▶ TASK GOAL
Within the records that follow, find every line containing the string "covered". Copy those lines.

▶ LISTED RECORDS
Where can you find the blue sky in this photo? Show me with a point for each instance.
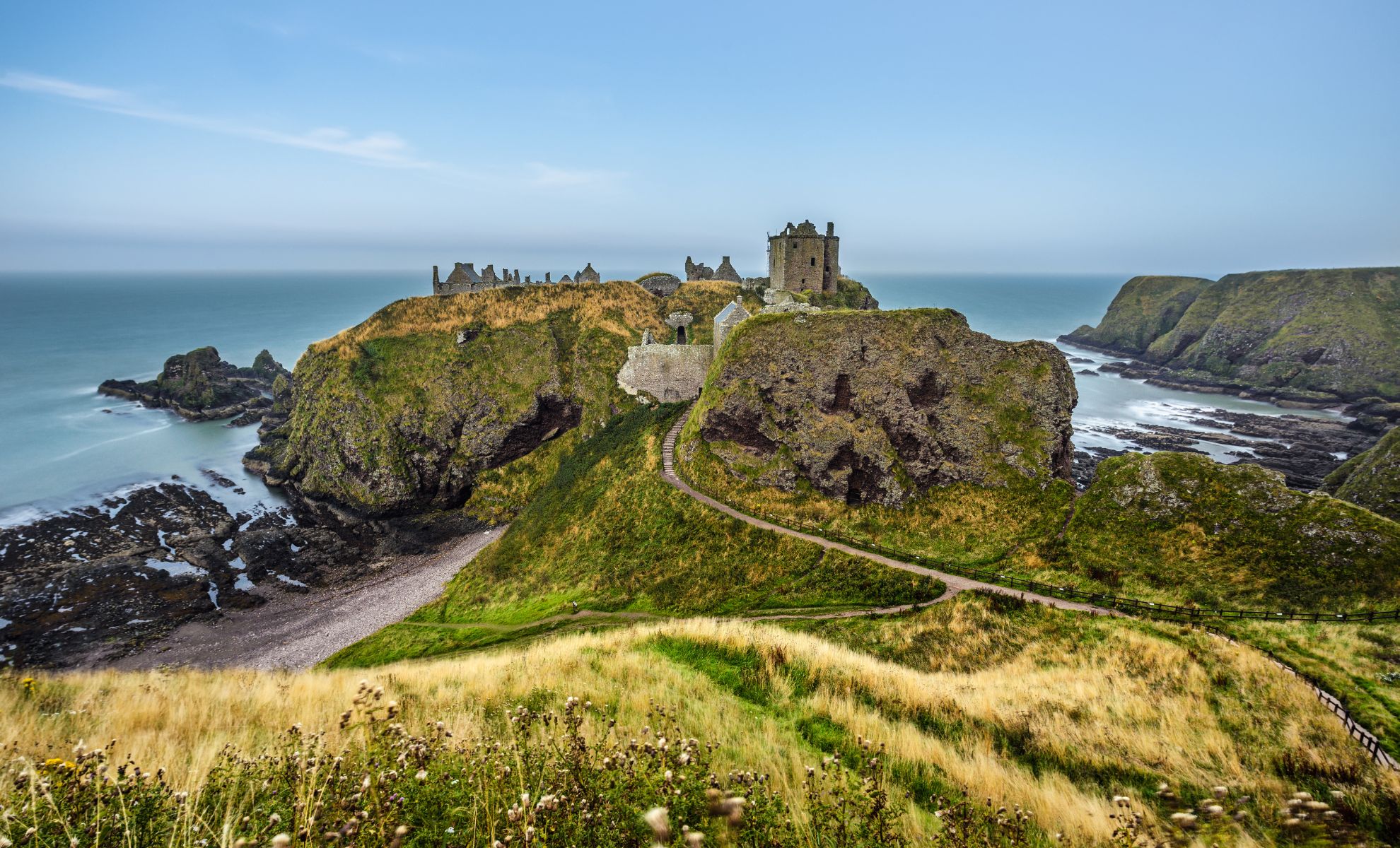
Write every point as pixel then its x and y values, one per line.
pixel 1137 138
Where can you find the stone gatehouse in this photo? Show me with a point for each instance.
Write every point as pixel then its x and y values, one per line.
pixel 677 371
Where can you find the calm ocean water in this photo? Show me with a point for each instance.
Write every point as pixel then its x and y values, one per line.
pixel 61 335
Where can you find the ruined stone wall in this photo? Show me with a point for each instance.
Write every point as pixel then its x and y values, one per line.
pixel 665 371
pixel 803 259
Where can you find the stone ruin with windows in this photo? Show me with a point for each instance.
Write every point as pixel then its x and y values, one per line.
pixel 467 279
pixel 803 259
pixel 677 371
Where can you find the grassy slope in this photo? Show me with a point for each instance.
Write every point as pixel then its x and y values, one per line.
pixel 1029 707
pixel 1143 311
pixel 1182 528
pixel 1371 479
pixel 608 534
pixel 394 413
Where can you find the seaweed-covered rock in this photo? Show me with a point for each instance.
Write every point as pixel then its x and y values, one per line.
pixel 1307 338
pixel 881 406
pixel 1371 479
pixel 202 387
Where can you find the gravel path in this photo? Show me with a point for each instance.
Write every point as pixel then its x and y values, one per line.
pixel 297 632
pixel 954 582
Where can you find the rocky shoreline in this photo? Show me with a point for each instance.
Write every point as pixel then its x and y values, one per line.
pixel 199 387
pixel 90 585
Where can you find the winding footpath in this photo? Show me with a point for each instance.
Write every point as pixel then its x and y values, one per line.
pixel 954 582
pixel 958 584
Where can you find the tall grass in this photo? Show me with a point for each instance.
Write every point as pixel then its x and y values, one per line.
pixel 1058 728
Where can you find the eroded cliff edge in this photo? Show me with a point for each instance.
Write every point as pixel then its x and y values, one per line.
pixel 1312 338
pixel 882 406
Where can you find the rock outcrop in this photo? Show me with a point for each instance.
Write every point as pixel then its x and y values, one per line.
pixel 204 388
pixel 1227 535
pixel 1312 338
pixel 881 406
pixel 1371 479
pixel 401 413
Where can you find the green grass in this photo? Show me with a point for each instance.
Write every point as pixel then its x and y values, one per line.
pixel 608 534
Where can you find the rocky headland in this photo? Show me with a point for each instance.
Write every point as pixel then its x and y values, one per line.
pixel 1371 479
pixel 882 406
pixel 1304 338
pixel 101 581
pixel 201 387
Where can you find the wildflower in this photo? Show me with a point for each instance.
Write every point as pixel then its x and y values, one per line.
pixel 660 823
pixel 1185 820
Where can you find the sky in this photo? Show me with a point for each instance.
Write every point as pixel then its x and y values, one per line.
pixel 1193 138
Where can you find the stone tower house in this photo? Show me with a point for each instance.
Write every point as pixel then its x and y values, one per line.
pixel 803 259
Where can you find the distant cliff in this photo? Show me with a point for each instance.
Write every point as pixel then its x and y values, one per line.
pixel 1371 479
pixel 1304 336
pixel 881 406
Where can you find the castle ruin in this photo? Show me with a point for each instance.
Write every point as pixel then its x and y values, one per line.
pixel 803 259
pixel 677 371
pixel 467 279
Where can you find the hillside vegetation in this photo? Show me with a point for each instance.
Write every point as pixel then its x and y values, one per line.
pixel 1371 479
pixel 1070 714
pixel 402 412
pixel 1307 335
pixel 608 534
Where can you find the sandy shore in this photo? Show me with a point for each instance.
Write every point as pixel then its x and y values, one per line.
pixel 298 630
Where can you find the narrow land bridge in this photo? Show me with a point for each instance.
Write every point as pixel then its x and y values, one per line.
pixel 958 584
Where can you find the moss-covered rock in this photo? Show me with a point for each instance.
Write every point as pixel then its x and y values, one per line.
pixel 402 412
pixel 881 406
pixel 1185 526
pixel 1309 336
pixel 199 385
pixel 1371 479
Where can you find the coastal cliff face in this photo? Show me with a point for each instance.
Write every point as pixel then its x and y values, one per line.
pixel 1371 479
pixel 1228 535
pixel 1305 336
pixel 401 413
pixel 881 406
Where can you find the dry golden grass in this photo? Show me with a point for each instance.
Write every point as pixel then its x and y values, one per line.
pixel 618 307
pixel 1131 700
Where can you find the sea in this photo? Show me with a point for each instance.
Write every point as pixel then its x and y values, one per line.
pixel 62 334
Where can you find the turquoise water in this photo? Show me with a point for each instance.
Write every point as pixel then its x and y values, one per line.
pixel 61 335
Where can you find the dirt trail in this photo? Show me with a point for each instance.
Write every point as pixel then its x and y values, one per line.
pixel 297 632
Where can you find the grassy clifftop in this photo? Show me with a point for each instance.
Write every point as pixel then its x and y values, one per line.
pixel 1371 479
pixel 608 534
pixel 1311 335
pixel 1143 311
pixel 402 412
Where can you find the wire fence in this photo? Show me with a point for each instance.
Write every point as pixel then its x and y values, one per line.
pixel 1160 611
pixel 1333 703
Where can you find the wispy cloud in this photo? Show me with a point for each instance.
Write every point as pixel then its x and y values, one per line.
pixel 375 148
pixel 383 148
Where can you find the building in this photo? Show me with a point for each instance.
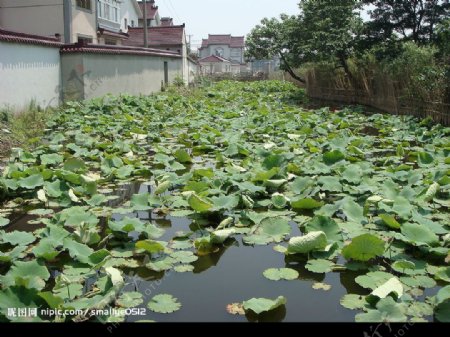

▶ RESPONSE BOX
Where can you find the seaweed-covered rock in this photo? Show me with a point for each instance.
Where can you find the moss-covered rock in this photo? Show me with a point for each instance.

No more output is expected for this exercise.